Adapta-se tão bem aos dias de hoje este magnífico poema de Adolfo Casais Monteiro.
"A traição ronda,
A morte espreita."
Quem chora em mim, quem chora em nós? Tanta teoria que anda por aí a tentar explicar o inexplicável, a tentar justificar o sofrimento e a perda das vidas humanas. Como?
Uma boa semana com muita saúde, minha Amiga Ana.
Um beijo.

Malindha Erba disse...

Me duele ver así a Europa

Jaime Portela disse...

Os poetas foram grandes resistentes da ditadura que nos assolou durante décadas.
Casais Monteiro é um exemplo. Dos bons. Este poema parece ter sido escrito recentemente...
Obrigado pela partilha.
Boa semana, amiga Ana.
Um abraço.

João Santana Pinto disse...

É estranho ver e ler algo tão belo e ficar triste e de certa forma com aquele desanimo que te invade por saber que é fruto da realidade, reflexo da vivência e que passado tanto tempo qualquer avanço parece tão pouco ou mesmo um retrocesso.
Um beijinho para ti e muito obrigado por partilhares as tuas escolhas perfeitas, a tua arte e por seres a pessoa bonita que és

© Piedade Araújo Sol (Pity) disse...
__________
> Tarefa escrita A
Segundo o comentário de Jaime Portela no excerto sobre o poema, que papel tiveram os poetas durante a ditadura?
> Tarefa escrita B
Prolongue o excerto sobre o poema de Casais Monteiro a partir do ponto em que termina.

Registos do conjunto de dados
__________
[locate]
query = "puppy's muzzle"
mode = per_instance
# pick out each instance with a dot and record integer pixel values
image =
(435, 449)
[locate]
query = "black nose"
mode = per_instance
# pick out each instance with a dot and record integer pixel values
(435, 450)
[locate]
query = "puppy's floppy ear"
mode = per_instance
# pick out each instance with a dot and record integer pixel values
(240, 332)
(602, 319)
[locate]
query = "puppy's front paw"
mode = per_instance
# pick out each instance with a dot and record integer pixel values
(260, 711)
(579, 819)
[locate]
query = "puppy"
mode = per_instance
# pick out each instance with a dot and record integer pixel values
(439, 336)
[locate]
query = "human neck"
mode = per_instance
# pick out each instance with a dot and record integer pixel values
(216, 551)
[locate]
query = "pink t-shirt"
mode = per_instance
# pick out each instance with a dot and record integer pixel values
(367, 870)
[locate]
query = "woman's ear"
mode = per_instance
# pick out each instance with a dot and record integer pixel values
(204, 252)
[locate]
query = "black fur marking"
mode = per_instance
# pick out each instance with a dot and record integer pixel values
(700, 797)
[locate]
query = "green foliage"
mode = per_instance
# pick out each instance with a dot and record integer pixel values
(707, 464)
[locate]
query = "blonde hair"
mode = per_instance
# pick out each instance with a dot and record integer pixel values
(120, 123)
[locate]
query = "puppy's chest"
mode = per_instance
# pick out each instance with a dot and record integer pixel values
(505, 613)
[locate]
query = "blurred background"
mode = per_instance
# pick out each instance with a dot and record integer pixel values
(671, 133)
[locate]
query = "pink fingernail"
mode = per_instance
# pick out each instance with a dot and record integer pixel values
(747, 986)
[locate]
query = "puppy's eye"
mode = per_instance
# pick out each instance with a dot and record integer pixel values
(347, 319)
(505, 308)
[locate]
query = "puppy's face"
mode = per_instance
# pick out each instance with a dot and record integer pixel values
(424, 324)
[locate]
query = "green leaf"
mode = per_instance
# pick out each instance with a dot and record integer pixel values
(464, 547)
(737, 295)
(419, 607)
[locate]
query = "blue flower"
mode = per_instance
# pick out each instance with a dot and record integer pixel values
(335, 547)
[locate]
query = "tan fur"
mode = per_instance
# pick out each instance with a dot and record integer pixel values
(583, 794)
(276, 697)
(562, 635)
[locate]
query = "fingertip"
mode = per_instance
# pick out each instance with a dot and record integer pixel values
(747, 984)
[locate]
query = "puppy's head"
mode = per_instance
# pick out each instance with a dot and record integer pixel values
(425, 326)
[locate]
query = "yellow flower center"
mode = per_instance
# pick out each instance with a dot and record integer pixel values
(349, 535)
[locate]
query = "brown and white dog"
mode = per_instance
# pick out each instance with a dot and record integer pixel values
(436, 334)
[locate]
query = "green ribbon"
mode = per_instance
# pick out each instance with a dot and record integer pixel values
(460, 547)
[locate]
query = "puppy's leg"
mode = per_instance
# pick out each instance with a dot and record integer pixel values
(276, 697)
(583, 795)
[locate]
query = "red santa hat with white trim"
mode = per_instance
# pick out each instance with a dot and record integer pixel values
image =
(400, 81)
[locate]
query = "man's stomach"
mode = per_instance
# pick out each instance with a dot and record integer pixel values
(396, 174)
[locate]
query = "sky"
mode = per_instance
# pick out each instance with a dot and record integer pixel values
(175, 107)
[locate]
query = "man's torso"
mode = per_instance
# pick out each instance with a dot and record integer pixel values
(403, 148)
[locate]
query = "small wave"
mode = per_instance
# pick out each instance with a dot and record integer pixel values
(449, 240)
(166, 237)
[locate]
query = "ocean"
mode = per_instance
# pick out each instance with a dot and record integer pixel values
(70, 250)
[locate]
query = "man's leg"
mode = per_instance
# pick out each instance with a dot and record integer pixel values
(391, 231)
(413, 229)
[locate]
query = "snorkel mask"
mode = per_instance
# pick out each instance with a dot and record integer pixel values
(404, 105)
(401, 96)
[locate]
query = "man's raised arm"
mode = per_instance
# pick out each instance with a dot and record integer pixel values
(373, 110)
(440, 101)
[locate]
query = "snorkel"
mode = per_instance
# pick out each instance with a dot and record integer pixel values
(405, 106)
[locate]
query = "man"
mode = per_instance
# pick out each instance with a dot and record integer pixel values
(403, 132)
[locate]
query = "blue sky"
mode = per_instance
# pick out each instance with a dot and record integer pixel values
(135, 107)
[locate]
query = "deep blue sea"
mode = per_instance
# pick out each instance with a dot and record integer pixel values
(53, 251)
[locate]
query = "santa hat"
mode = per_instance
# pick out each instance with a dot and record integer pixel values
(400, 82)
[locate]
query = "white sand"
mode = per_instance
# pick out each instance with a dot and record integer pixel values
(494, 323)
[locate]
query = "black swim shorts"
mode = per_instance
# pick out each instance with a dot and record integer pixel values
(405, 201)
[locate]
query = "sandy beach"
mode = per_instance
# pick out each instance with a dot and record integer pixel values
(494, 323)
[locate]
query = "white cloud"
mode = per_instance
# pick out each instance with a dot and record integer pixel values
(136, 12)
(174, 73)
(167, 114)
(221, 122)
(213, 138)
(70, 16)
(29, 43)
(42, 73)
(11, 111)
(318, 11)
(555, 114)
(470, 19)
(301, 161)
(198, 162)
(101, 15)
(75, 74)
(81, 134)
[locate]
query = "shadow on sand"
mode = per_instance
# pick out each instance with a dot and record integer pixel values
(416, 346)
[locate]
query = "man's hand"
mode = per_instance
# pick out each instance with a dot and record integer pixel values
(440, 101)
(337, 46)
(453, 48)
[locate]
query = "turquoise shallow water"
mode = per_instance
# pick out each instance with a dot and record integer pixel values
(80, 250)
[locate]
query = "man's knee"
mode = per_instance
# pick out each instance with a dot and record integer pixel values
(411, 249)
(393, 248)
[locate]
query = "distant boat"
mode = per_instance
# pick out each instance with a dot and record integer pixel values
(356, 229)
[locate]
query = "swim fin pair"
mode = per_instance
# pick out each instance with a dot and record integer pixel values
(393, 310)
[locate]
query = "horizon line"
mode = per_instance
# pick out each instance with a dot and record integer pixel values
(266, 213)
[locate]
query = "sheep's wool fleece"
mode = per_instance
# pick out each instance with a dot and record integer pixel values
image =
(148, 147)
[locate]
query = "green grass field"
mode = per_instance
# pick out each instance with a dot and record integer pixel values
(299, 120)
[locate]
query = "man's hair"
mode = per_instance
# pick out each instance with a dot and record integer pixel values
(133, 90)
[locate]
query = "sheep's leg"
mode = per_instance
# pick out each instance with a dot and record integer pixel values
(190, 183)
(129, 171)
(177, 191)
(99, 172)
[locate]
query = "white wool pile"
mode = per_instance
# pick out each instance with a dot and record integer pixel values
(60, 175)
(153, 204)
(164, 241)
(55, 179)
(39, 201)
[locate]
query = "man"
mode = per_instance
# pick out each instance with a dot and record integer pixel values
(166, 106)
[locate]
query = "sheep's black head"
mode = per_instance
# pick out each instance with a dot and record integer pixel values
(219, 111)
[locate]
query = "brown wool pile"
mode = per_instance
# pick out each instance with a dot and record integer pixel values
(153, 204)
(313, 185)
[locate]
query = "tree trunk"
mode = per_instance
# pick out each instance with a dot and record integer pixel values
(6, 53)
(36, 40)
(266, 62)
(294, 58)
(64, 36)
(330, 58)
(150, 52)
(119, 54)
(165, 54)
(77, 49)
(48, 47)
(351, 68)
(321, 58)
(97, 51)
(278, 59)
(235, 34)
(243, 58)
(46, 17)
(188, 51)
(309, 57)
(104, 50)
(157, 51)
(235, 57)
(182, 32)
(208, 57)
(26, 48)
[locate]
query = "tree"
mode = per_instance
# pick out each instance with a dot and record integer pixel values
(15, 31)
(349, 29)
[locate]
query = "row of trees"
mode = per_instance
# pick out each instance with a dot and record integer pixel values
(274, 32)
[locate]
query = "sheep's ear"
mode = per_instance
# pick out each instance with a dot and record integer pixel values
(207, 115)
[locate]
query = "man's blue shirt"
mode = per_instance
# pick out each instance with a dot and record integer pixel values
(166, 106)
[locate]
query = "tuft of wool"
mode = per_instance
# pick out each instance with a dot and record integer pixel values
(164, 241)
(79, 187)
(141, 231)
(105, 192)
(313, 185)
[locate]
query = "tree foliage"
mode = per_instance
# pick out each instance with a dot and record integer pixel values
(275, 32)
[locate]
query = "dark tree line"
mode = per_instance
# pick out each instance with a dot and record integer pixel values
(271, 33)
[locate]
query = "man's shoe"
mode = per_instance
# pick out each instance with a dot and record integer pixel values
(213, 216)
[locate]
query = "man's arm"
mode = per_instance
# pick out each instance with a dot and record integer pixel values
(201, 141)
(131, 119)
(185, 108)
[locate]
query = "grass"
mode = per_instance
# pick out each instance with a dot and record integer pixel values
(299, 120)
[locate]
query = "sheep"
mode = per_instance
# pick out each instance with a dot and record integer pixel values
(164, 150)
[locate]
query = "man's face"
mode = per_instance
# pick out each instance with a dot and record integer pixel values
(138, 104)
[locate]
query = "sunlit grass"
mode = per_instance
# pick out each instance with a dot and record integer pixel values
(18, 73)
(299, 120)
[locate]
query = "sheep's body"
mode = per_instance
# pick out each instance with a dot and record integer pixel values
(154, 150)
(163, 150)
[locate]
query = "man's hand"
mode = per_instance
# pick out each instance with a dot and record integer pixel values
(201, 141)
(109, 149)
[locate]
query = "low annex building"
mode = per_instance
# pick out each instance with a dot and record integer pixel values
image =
__________
> Resultado da tarefa A
Foram grandes resistentes da ditadura que assolou o país durante décadas.

> Resultado da tarefa B
Parece que o poema de Adolfo Casais Monteiro, foi escrito agora neste momento.
Uma postagem excelente, que muito gostei de ler.
Desejo uma boa semana com saúde e harmonia.
Um beijo
:)

Majo Dutra disse...

Um grito do poeta pela paz e liberdade!

Não podendo acudir a todos os casos conflituosos do mundo, estou orgulhosa
da Europa pelo modo como tem conduzido a defesa e apoio a um país vizinho
que lhe implorou auxílio, fazendo frente ao monstro da guerra...

É muito oportuna a publicação deste poema icónico, quando forem descobertas
tantas atrocidades praticadas nesta guerra.
A Europa ajuda, privando-se de aquecimento e expondo-se às bombas atómicas.

Beijinhos, Ana.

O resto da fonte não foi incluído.